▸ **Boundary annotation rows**
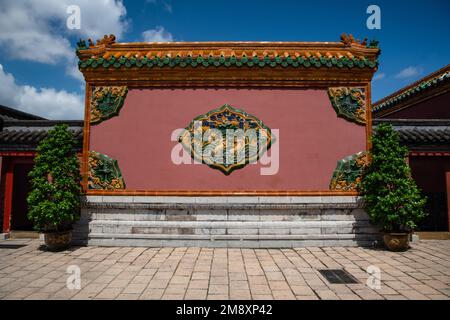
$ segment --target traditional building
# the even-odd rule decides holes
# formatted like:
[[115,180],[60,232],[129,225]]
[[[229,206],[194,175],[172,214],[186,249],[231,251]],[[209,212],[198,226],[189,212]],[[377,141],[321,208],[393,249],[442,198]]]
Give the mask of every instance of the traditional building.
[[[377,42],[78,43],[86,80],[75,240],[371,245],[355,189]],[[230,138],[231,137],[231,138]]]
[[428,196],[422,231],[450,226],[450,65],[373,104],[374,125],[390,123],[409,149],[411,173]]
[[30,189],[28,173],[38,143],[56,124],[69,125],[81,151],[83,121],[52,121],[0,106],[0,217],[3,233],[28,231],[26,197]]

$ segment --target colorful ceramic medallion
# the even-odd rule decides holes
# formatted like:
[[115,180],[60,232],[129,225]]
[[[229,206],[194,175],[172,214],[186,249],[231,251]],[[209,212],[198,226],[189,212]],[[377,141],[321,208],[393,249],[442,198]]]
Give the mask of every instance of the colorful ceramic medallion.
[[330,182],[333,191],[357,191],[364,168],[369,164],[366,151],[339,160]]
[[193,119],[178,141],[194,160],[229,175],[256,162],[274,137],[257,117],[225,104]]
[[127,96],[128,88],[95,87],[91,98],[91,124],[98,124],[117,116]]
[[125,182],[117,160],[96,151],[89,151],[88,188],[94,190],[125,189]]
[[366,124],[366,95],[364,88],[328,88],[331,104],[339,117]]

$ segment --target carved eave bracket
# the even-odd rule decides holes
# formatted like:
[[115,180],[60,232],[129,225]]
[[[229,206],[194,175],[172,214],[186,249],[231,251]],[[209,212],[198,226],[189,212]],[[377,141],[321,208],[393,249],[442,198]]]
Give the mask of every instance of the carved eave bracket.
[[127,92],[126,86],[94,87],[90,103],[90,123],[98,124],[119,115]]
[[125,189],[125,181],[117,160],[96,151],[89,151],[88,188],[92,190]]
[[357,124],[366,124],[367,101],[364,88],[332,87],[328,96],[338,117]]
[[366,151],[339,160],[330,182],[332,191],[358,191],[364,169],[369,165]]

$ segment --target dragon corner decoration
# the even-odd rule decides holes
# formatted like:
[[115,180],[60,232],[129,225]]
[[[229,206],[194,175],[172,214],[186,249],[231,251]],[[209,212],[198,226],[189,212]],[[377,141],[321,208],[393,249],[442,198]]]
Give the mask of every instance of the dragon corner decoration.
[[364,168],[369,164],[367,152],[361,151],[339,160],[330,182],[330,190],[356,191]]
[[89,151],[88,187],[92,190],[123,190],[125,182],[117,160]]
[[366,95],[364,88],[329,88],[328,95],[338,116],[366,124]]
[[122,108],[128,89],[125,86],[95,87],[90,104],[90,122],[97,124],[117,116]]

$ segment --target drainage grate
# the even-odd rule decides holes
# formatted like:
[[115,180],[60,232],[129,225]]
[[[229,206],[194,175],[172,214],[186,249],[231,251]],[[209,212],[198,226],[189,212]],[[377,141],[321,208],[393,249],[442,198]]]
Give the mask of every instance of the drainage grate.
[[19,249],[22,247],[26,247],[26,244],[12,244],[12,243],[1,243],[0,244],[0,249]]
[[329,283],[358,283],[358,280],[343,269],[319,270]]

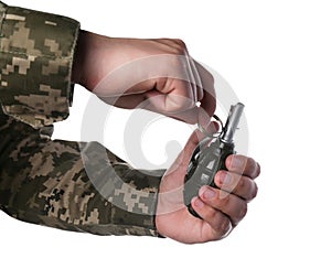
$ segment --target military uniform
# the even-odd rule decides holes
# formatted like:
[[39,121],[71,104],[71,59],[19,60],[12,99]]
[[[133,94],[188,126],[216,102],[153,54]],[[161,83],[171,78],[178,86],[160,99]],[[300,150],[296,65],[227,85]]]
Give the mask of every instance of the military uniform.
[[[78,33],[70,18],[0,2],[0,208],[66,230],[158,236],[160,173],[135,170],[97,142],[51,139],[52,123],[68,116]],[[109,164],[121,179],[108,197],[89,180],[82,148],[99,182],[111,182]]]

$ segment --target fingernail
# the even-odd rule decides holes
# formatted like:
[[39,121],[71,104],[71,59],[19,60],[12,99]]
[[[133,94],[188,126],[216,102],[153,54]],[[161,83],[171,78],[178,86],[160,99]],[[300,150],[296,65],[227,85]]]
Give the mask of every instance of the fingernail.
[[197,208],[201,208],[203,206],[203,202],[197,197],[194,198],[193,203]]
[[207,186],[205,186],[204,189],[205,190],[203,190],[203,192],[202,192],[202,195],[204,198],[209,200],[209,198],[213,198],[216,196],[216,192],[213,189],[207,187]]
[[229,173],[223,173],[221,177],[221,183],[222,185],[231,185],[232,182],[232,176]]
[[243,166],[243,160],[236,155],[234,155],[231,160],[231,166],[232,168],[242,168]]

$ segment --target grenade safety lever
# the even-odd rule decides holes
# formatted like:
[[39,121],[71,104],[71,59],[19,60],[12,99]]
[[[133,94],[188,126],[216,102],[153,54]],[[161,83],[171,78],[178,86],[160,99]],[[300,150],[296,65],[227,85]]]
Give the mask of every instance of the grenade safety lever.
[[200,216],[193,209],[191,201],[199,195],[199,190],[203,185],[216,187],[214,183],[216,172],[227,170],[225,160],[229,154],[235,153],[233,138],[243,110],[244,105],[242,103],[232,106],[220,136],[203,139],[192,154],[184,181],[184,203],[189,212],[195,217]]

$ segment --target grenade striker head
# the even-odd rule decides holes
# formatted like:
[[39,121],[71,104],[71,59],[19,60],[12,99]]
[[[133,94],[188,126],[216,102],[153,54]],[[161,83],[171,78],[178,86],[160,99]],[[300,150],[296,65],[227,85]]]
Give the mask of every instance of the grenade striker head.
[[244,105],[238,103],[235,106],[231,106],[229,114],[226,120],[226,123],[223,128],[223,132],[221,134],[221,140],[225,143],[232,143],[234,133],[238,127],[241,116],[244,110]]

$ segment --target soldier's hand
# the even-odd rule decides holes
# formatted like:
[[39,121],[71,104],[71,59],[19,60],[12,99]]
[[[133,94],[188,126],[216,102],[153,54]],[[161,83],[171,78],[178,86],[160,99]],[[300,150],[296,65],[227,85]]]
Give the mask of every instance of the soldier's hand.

▸ **EXERCISE OBJECTIVE**
Write out again the lines from the line with "--target dragon corner decoration" up to and including the line with "[[89,151],[88,187],[92,190],[123,190],[125,182],[117,160]]", moving every coordinate in the answers by -113 and keeping everything else unchanged.

▸ **COMPLETED EXERCISE**
$ segment --target dragon corner decoration
# the even-odd rule decides holes
# formatted like:
[[115,180],[60,232],[129,225]]
[[[229,206],[194,175],[172,214],[186,249],[231,251]],[[209,212],[198,226],[189,212]],[[377,141],[321,208],[393,249],[442,198]]]
Give the mask of every instance of the dragon corner decoration.
[[251,55],[256,51],[254,39],[248,38],[226,47],[217,69],[217,77],[243,78]]
[[-24,38],[-25,74],[-21,77],[10,77],[12,69],[4,47]]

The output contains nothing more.